» **Aufgabe 1**:
Ab welchem Wert lässt sich laut dem Bieter im Text zur Unterschwellenvergabe bei Bauvergaben regelmäßig ein grenzüberschreitendes Interesse unterstellen?

» **Vorliegender Text**:

____________________

Unterschwellenvergabe: Wann besteht an einem Auftrag ein grenzüberschreitendes Interesse?

01.01.2012

Unterschwellenvergabe: Wann besteht an einem Auftrag ein grenzüberschreitendes Interesse?

Zu: BGH, Urteil vom 30.08.2011 - X ZR 55/10

Zur Beurteilung der Frage, ob an einem öffentlichen Auftrag ein grenzüberschreitendes Interesse besteht, ist eine Prognose darüber anzustellen, ob der Auftrag nach den konkreten Marktverhältnissen, das heißt mit Blick auf die angesprochenen Branchenkreise und ihre Bereitschaft, Aufträge gegebenenfalls in Anbetracht ihres Volumens und des Ortes der Auftragsdurchführung auch grenzüberschreitend auszuführen, für ausländische Anbieter interessant sein könnte.

Ein Bieter unterliegt in einem Vergabeverfahren, bei dem Bauleistungen unterhalb des maßgeblichen Schwellenwerts vergeben werden, und klagt auf Schadensersatz. Er führt an, dass die Vergabestelle das Primärrecht der EU nicht angewandt habe. Sie habe verkannt, dass dem Auftrag ein grenzüberschreitendes Interesse zukomme. Nach Ansicht des Bieters könne bei Bauvergaben ab einem Wert von 1 Mio. Euro regelmäßig ein solches Interesse unterstellt werden. Dies ergebe sich aus § 2 Nr. 6 VgV, der den Schwellenwert für Lose von Bauaufträgen auf diesen Betrag festlege.

Der BGH lehnt diese Rechtsauffassung ab. § 2 Nr. 6 VgV wurzelt im EU-Vergaberecht (Richtlinie 2004/18/EG Art. 9 Abs. 5 a) und privilegiert Bauauftraggeber bei der Vergabe kleinerer Lose von Aufträgen, die selbst den Schwellenwert übersteigen. Diese Regelung bietet keine tragfähige Grundlage für die Schlussfolgerung des Klägers, dass bei Aufträgen von einem Gesamtvolumen ab 1 Mio. Euro ein grenzüberschreitendes Interesse besteht. Nach der Rechtsprechung des EuGH ist es vielmehr stets Sache des nationalen Gerichts, alle maßgeblichen Gegebenheiten, die den fraglichen Auftrag betreffen, eingehend zu würdigen, um festzustellen, ob im Einzelfall ein eindeutiges grenzüberschreitendes Interesse besteht (Urteil vom 23.12.2009 - Rs. C-376/08). In Anlehnung an die für Vergabeverfahren außerhalb der Vergaberichtlinien ergangene Mitteilung der Kommission (ABl. Nr. C 179 vom 01.08.2006, S. 2 ff unter 1.3.) bietet es sich an, eine Prognose unter Berücksichtigung bestimmter Kriterien anzustellen. Dabei muss abgeschätzt werden, ob der Auftrag nach den konkreten Marktverhältnissen für ausländische Anbieter interessant sein könnte. Maßgeblich sind insoweit die angesprochenen Branchenkreise und ihre Bereitschaft, Aufträge in Anbetracht ihres Volumens und des Ortes auch grenzüberschreitend auszuführen.

____________________

» **Daten zur Aufgabe**:

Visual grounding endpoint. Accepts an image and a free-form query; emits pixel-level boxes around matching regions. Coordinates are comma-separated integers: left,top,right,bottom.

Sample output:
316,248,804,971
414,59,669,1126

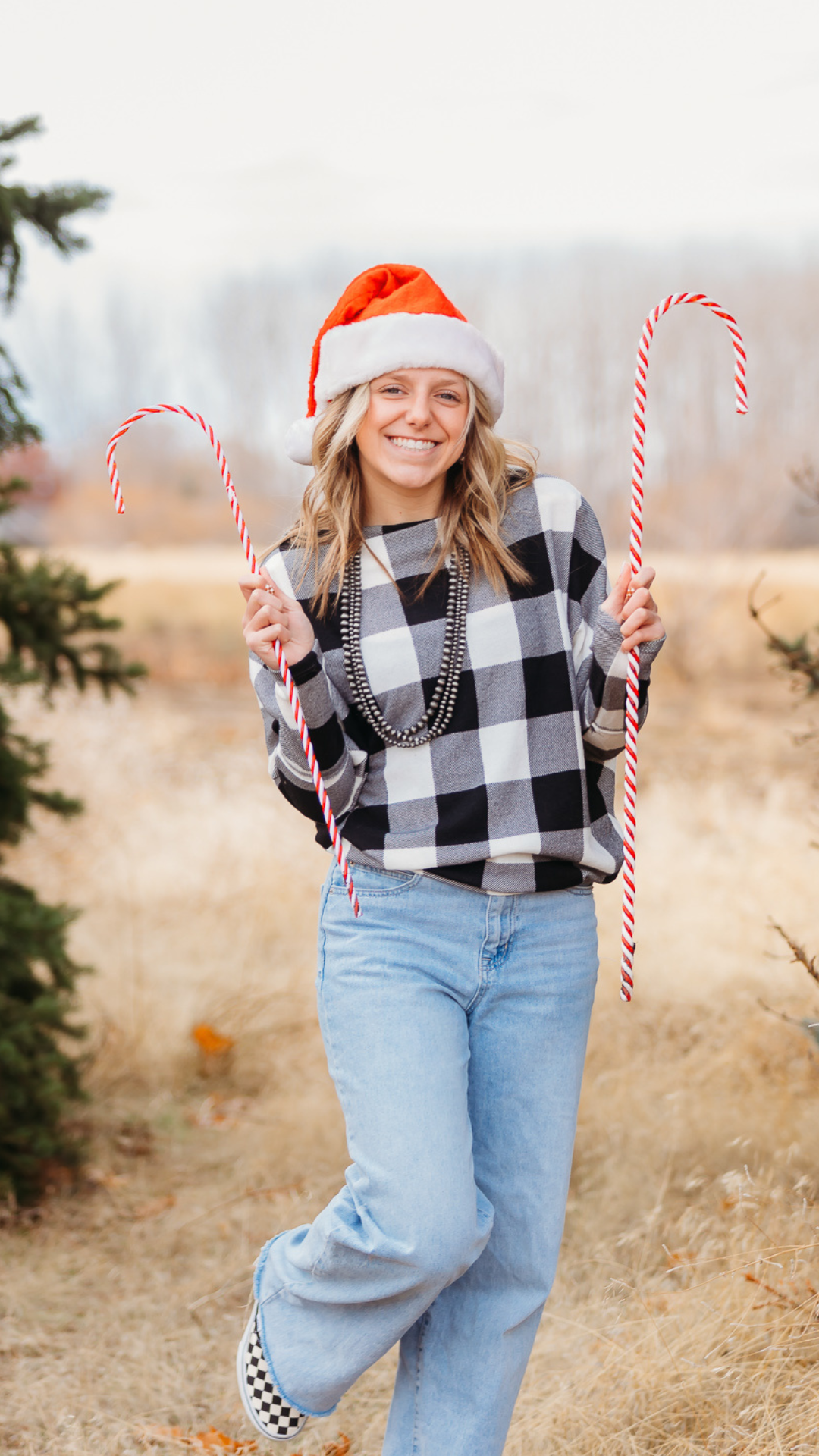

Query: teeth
389,435,438,450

____________________

» **Aufgabe 2**:
Gib alle Zeilen der Datensätze oben als JSON-Liste von Zeichenketten aus, eine Zeichenkette pro Zeile, ohne Leerzeilen. Die Bilder lässt du dabei weg.

» **Ergebnis 1**:
Ab einem Wert von 1 Mio. Euro.

» **Ergebnis 2**:
[
  "Visual grounding endpoint. Accepts an image and a free-form query; emits pixel-level boxes around matching regions. Coordinates are comma-separated integers: left,top,right,bottom.",
  "Sample output:",
  "316,248,804,971",
  "414,59,669,1126",
  "Query: teeth",
  "389,435,438,450"
]